▶ Passage for review:
* * * * * * * * *
A mile and a half in, my knee was all I could think about. Two miles in, I stopped for a brief walk, which seemed to ease the pain a bit, so I tried to run again. I made it up the slight hill just before the bridge, then stopped again, with traffic whizzing by on I-95 just on the other side of that jersey barrier. Every time I pulled my knee up through my gate cycle and push it back to the ground, it hurt. Well, actually, it hurt all the time.
I decided to run again, painfully making my way down the hill and when I was done 3 miles, I decided to walk the last .75 miles to my car. I was upset, angry and feeling defeated. I was also stubborn and was much in the mood for a scenic walk along the Atlantic Ocean, so I started running again. It hurt, yeah, it pretty much sucked, but somehow, I made it back to my car, ran past it for another quarter mile so I could finish off a 4-miler.
And I promptly decided that I won’t be – I can’t – running for a while.
* * * * * * * * *
▶ Material provided:
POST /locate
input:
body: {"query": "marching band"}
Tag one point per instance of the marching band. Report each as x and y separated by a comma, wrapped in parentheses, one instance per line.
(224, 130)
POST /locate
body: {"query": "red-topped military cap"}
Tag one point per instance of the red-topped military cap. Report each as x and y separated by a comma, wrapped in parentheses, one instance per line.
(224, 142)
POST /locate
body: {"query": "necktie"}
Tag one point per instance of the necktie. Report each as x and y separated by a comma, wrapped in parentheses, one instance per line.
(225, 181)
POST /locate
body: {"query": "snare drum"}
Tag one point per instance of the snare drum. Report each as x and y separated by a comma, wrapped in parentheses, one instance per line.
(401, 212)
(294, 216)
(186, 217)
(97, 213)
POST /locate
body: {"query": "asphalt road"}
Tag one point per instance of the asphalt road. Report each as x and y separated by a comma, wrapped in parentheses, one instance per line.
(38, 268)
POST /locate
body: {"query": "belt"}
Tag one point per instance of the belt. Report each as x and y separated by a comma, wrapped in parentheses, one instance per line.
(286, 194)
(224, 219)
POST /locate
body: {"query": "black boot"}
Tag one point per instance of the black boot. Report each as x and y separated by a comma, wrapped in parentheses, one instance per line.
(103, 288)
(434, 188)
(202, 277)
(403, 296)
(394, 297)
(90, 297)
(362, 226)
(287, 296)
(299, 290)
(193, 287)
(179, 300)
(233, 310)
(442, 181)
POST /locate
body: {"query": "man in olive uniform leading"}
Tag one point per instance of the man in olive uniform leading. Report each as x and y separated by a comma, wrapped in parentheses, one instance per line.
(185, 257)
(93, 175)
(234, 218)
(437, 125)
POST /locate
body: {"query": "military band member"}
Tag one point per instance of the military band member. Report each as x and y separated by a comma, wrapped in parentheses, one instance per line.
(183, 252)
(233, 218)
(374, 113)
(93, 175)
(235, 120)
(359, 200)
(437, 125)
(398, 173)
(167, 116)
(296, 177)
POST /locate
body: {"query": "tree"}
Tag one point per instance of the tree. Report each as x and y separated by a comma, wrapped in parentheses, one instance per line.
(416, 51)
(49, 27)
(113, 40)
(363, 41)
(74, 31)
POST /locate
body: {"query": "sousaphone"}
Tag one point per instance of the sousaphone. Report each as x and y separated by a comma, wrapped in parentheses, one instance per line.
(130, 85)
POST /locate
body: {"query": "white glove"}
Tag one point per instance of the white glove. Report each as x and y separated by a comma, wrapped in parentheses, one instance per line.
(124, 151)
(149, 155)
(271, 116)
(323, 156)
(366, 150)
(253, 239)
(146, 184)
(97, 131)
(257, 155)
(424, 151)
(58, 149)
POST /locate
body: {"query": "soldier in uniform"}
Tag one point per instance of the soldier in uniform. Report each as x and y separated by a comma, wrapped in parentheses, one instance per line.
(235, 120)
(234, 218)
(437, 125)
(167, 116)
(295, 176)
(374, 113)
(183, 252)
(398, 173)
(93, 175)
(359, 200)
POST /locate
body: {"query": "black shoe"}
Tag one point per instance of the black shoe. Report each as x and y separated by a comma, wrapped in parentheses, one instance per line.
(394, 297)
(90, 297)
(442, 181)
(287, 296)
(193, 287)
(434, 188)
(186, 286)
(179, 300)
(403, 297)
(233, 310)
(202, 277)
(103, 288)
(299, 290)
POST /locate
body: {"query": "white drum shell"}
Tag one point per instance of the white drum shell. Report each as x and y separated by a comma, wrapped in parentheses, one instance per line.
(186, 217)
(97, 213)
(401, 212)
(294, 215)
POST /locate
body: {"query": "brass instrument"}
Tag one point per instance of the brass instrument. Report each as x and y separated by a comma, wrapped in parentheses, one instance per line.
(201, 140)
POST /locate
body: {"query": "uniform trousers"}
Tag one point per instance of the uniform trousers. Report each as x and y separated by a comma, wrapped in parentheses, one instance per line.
* * * * * * * * *
▶ What to work on: Return, word for word, the part of the running account above starting with "A mile and a" and going on through "all the time.".

▶ Expected output:
A mile and a half in, my knee was all I could think about. Two miles in, I stopped for a brief walk, which seemed to ease the pain a bit, so I tried to run again. I made it up the slight hill just before the bridge, then stopped again, with traffic whizzing by on I-95 just on the other side of that jersey barrier. Every time I pulled my knee up through my gate cycle and push it back to the ground, it hurt. Well, actually, it hurt all the time.